— start Given records —

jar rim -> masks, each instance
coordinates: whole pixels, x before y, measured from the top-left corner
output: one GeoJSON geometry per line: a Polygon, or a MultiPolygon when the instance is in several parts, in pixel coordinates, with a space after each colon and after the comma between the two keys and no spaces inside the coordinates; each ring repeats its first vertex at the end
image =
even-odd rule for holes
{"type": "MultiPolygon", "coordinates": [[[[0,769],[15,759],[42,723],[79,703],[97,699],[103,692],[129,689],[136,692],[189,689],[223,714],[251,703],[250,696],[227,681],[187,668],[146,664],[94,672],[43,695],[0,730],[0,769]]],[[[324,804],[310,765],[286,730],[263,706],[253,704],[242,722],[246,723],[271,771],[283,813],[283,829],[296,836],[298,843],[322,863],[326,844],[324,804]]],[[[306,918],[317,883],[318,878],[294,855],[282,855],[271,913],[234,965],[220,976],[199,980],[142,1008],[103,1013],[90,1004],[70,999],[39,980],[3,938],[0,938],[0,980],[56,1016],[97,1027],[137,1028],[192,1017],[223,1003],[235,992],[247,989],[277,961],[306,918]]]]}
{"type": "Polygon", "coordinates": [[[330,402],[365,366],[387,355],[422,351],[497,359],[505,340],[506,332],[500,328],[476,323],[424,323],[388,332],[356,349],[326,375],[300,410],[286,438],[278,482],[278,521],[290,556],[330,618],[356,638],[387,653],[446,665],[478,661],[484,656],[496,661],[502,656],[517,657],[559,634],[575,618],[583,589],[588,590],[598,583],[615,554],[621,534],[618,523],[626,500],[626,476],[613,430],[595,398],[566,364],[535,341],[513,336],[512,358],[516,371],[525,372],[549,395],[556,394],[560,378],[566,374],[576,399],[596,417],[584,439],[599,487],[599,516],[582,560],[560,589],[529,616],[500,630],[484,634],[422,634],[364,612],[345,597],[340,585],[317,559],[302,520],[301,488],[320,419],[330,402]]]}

— end Given records —

** Written exercise **
Rewrite the material above, changing "top-left" to "upper-left" and leaving everything else unchanged.

** Result of the exercise **
jar rim -> masks, each instance
coordinates: whole pixels, x before y, measured from the upper-left corner
output: one GeoJSON geometry per line: a Polygon, or a MultiPolygon when the instance is in several parts, in pixel coordinates, with a space after each colon and after the comma between the two keys and no spaces inside the coordinates; each ring repeats its first vertex at the end
image =
even-odd rule for holes
{"type": "MultiPolygon", "coordinates": [[[[0,769],[15,759],[42,723],[79,703],[97,699],[103,692],[129,689],[136,692],[189,689],[223,714],[251,703],[250,696],[227,681],[187,668],[146,664],[94,672],[43,695],[0,730],[0,769]]],[[[324,804],[310,765],[286,730],[263,706],[253,704],[242,722],[246,723],[271,771],[283,813],[283,829],[296,836],[298,843],[322,863],[326,844],[324,804]]],[[[306,918],[317,883],[318,878],[294,855],[282,855],[271,913],[234,965],[220,976],[199,980],[142,1008],[103,1013],[90,1004],[70,999],[39,980],[3,938],[0,938],[0,980],[56,1016],[97,1027],[137,1028],[192,1017],[223,1003],[235,992],[247,989],[277,961],[306,918]]]]}
{"type": "Polygon", "coordinates": [[[330,402],[365,366],[387,355],[422,351],[497,359],[505,340],[506,332],[500,328],[476,323],[424,323],[388,332],[356,349],[326,375],[300,410],[286,438],[278,482],[278,521],[290,556],[330,618],[356,638],[387,653],[446,665],[478,661],[484,656],[496,661],[502,656],[517,657],[559,634],[575,618],[583,589],[588,590],[598,583],[615,554],[621,534],[618,523],[626,500],[626,476],[613,430],[595,398],[566,364],[535,341],[513,336],[512,358],[516,371],[525,372],[549,395],[556,394],[560,378],[566,374],[576,399],[596,417],[584,439],[599,487],[599,516],[582,560],[560,589],[529,616],[500,630],[484,634],[422,634],[364,612],[345,597],[340,585],[317,559],[302,520],[301,488],[320,419],[330,402]]]}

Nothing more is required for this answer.